• [Request A]
In the Olympics text, how old was the writer during the 1988 Games in Seoul?
• [Request B]
Please carry on the Olympics text, starting right after its final sentence.

• [Source text]
.....
One of the great things about the Olympic Games is the sheer diversity of sport you get to see. From BMX to baseball, Greco-Roman wrestling to windsurfing, a whole host of weird and wonderful obscurities will be there. And I'll be watching pretty much all of them.
I've always enjoyed the niche sports. I become strangely addicted to muscular munchkins lifting ridiculous weights. Repetitive target sports like archery and pistol shooting always hit the spot too. And during the 2002 Winter Olympics I was watching late-night curling highlights before the British ladies looked like title prospects.
But my favourite ever Olympic moment is a little more mainstream than that.
The men's 100m final is the flagship event of the athletics programme, if not the Olympic Games themselves, and it's hugely dramatic. Compressing four years of intense preparation into a ten-second event creates extreme pressure. Pumped full of adrenalin, the athletes pace restlessly in their lanes or focus intently on the stretch of track ahead of them. And during the build-up, the commentators do their bit to crank up the tension too (they have to make the most of it since meaningful commentary is virtually impossible during the race itself).
Add to this volatile mix a couple of false starts and, by the final crack of the pistol, there's a very real danger you'll find yourself leaping from your sofa and colliding headfirst with your TV set.
During the 1988 Olympics in Seoul I had particular reason to be excited. At the age of 14 my sporting hero was sprinter Ben Johnson, a scary-eyed bull of a runner from Canada. He was the first serious challenger to gracile American Carl Lewis, who, rather selfishly, had dominated both the 100m and the long jump for years. He needed taking down a peg or two.
With the Games being held in South Korea, the race was run in the early hours of the morning, so I couldn't see it live. But I was determined to watch it before hearing the outcome so I was relying on our video recorder, a clanking tank of a machine with a rather haphazard timer. When I ran downstairs in my pyjamas at 7am I was doubly nervous. Had Johnson done his job? Had the video recorder done its?
.....
• [Given records]
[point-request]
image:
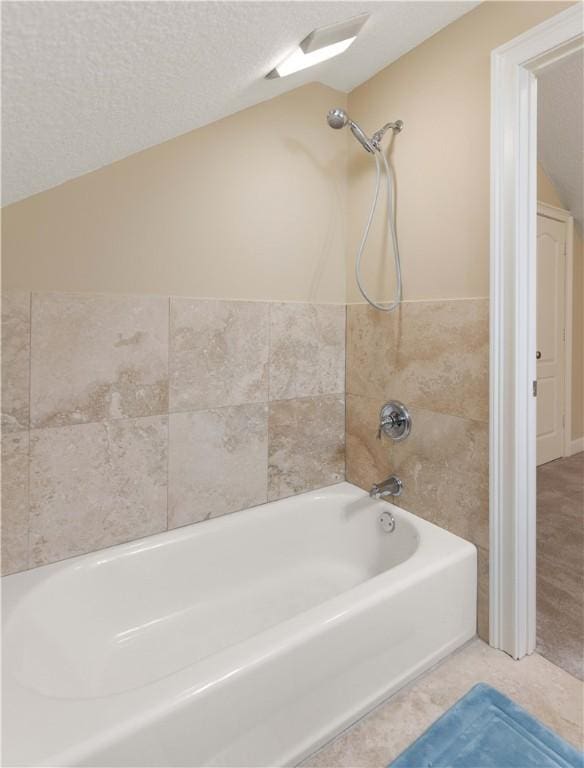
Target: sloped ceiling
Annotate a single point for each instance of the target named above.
(88, 83)
(561, 130)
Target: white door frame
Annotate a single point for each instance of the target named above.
(512, 326)
(559, 214)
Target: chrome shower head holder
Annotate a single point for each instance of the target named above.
(338, 118)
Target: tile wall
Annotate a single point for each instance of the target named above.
(168, 411)
(127, 415)
(433, 356)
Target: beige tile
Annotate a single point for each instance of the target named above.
(218, 462)
(307, 445)
(307, 350)
(433, 355)
(443, 465)
(483, 594)
(546, 691)
(98, 357)
(15, 361)
(218, 353)
(94, 485)
(14, 502)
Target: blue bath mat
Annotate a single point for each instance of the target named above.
(485, 729)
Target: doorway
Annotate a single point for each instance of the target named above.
(515, 68)
(554, 281)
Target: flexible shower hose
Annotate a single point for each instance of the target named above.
(391, 222)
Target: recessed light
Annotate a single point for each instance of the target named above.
(321, 44)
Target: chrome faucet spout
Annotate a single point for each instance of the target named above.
(393, 486)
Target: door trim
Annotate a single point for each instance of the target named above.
(559, 214)
(512, 325)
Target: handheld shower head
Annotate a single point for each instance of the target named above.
(338, 118)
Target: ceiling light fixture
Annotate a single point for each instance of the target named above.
(321, 44)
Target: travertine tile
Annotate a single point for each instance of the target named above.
(544, 690)
(15, 361)
(432, 354)
(218, 353)
(307, 350)
(307, 445)
(443, 464)
(97, 357)
(94, 485)
(217, 463)
(14, 502)
(483, 594)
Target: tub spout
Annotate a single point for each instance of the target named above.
(393, 486)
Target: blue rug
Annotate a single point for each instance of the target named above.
.....
• [Result A]
The writer was 14.

• [Result B]
I needn't have worried on either count. The video did its thing and Johnson tore the rest of the field to shreds, beating Lewis by over a metre and smashing the American's world record. I was ecstatic. Nearly as pumped as Johnson himself, in fact.
Two days later, we discovered there had been more than adrenalin coursing through Johnson's veins that evening. He'd tested positive for banned anabolic steroid stanozolol and ended up suffering the same fate as the drug.
It was a shame the story ended that way but it doesn't change the thrill I get every time I see that race, or the nostalgia I feel when I remember the first time I watched it.
This summer, in Beijing, America's Tyson Gay is set to line up alongside Jamaicans Asafa Powell and Usain Bolt, the current world record holder, in what should be as intense a final as there's ever been. For me, it can never match the high (and subsequent low) of the 1988 final. But I'm allowed to stay up late now, so at least I won't have a dodgy video recorder to worry about
Comments
- Posted on 20 August 2008
- at 12:50am
- by vomp
There is so much to say that is positive about these games.
That opening sequence of drummer is still beating: such beauty and order,and then the 100metres. Needless to say the BBC commentators need lessons in diversity and accepting other cultures as they are in the sporting world. I am sure there is so much that is good about China that we could learn from. Thank goodness for Chiles and Johnson for being simple,level headed and professional. For us peace lovers it's "May the best man win, regardless of race, creed or colour"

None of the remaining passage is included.